> What the task asks:
From the entries that follow, reproduce exactly and only the lines from the line with "column 176, row 156" to the line with "column 123, row 230", endpoints included.

Segment Open

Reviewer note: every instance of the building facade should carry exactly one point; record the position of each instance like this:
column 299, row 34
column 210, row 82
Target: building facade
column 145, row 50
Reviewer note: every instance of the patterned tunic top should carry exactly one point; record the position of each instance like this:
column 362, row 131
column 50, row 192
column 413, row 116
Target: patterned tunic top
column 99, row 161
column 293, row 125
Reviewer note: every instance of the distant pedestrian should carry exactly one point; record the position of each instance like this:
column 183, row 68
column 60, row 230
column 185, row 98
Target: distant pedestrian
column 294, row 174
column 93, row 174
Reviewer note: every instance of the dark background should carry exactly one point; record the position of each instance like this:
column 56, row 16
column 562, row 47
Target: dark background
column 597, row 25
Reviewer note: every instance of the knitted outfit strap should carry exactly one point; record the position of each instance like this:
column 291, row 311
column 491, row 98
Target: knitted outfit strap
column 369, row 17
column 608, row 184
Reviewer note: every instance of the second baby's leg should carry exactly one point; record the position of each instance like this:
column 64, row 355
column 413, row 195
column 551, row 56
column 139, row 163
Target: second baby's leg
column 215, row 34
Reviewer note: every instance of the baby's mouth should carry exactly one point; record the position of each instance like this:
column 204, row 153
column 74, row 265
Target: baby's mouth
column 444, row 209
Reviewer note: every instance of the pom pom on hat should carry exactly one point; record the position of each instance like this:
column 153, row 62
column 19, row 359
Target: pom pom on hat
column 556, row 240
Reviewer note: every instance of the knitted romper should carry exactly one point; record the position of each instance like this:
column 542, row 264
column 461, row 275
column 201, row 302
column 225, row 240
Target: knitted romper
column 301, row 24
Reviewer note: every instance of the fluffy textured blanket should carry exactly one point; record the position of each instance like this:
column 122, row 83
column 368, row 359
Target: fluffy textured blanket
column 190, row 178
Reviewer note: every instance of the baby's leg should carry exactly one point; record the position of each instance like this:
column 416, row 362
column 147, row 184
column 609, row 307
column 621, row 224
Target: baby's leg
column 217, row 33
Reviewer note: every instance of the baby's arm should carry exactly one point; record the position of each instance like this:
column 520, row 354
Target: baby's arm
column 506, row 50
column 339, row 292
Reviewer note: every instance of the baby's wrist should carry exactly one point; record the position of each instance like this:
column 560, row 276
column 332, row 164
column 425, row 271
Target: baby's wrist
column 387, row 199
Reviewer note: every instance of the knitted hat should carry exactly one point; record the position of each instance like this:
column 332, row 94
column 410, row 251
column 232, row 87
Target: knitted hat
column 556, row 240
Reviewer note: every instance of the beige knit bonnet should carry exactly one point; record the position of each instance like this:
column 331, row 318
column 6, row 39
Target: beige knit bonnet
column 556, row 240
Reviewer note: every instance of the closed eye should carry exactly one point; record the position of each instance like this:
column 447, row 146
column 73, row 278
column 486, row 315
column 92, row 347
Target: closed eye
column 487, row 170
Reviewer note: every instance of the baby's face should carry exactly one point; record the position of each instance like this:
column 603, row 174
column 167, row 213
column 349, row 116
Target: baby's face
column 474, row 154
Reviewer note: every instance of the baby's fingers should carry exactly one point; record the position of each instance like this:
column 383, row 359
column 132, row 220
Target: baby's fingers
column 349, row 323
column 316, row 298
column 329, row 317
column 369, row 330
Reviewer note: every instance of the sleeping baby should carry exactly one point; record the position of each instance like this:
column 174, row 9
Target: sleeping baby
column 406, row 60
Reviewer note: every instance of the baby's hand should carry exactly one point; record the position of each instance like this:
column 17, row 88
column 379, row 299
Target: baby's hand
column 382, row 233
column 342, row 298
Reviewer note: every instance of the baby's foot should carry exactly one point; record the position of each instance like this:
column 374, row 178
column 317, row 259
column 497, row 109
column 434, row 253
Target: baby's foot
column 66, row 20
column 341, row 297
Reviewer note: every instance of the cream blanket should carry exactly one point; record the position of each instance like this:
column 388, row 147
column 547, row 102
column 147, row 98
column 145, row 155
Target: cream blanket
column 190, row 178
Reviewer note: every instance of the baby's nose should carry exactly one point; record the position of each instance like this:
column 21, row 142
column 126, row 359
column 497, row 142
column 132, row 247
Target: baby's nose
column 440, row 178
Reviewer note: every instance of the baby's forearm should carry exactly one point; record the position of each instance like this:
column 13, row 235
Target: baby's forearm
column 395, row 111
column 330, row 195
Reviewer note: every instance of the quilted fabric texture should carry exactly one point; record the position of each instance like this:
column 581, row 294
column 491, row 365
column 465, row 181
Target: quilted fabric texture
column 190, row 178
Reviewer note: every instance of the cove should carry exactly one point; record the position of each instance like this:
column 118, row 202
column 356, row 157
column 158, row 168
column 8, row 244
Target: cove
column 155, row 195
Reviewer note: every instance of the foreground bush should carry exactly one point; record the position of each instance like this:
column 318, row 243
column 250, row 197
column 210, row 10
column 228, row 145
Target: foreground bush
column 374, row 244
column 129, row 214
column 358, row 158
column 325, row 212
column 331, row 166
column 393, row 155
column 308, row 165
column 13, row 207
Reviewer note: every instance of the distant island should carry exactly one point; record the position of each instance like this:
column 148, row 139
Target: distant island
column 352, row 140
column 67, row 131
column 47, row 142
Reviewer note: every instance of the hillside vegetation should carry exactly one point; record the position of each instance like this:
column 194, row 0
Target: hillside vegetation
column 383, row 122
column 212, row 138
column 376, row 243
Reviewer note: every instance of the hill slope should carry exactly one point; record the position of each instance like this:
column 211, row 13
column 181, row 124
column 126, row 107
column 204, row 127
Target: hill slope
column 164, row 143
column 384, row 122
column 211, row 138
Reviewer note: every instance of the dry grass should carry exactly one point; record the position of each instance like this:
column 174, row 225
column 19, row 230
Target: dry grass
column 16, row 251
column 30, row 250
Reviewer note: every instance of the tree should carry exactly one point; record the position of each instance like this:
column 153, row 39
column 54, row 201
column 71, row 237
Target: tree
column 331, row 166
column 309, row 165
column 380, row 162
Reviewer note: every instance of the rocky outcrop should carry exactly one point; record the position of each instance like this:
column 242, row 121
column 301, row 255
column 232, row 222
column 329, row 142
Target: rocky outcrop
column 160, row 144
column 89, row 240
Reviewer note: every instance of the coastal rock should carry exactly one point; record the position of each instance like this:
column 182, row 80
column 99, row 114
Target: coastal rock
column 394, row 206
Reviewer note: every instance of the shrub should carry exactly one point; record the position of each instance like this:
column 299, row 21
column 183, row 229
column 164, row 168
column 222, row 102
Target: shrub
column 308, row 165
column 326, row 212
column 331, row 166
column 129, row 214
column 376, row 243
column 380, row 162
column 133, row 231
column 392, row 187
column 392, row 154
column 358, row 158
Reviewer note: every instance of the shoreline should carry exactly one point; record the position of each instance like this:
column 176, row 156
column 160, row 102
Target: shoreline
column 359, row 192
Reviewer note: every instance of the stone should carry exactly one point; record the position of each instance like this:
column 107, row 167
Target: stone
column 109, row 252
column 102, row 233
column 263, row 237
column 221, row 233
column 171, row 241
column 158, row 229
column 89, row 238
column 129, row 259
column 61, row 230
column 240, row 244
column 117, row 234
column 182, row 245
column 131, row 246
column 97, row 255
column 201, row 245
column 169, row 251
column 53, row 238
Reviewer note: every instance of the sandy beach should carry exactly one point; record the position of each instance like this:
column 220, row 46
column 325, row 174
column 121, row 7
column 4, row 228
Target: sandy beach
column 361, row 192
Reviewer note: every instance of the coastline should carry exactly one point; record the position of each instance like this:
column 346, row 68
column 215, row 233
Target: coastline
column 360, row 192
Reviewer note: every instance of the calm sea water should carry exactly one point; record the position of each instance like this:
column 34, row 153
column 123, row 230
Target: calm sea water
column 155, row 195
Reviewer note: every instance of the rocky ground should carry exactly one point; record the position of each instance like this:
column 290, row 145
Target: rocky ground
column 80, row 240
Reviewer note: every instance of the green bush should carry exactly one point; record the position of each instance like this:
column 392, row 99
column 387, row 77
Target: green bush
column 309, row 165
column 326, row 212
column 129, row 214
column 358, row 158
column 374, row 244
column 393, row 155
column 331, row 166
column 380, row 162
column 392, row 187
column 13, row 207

Segment Closed

> Exercise response:
column 176, row 156
column 160, row 102
Target: shoreline
column 359, row 192
Reviewer note: every instance of the stone should carry exactly one point; record the position of each instance like this:
column 107, row 167
Target: stone
column 109, row 252
column 102, row 233
column 263, row 237
column 221, row 233
column 171, row 241
column 158, row 229
column 89, row 238
column 129, row 259
column 61, row 230
column 240, row 244
column 117, row 234
column 182, row 245
column 131, row 246
column 97, row 255
column 201, row 245
column 169, row 251
column 53, row 238
Reviewer note: every instance of the sandy beach should carry exactly one point; record the position of each instance like this:
column 220, row 46
column 325, row 174
column 121, row 7
column 4, row 228
Target: sandy beach
column 361, row 192
Reviewer note: every instance of the coastline should carry exactly one point; record the position of each instance like this:
column 346, row 68
column 215, row 233
Target: coastline
column 360, row 192
Reviewer note: every instance of the calm sea water should carry exactly one point; record the position of each instance like this:
column 34, row 153
column 123, row 230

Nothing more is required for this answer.